**Task details**
Reproduce all of the material below, swapping "segmenter" for "region marker" wherever it occurs and leaving every other character unchanged.

* BEGIN *

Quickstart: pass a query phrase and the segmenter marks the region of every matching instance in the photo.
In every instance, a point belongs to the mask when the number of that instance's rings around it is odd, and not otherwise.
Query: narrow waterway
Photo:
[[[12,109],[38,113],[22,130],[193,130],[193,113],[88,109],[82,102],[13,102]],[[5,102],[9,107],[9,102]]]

* END *

**Solution to the exercise**
Quickstart: pass a query phrase and the region marker marks the region of every matching instance in the photo.
In every instance, a point belongs to the mask when the number of that instance's rings around it is odd, and not otherwise.
Query: narrow waterway
Photo:
[[[12,109],[38,113],[22,130],[193,130],[193,113],[88,109],[82,102],[13,102]],[[5,102],[9,107],[9,102]]]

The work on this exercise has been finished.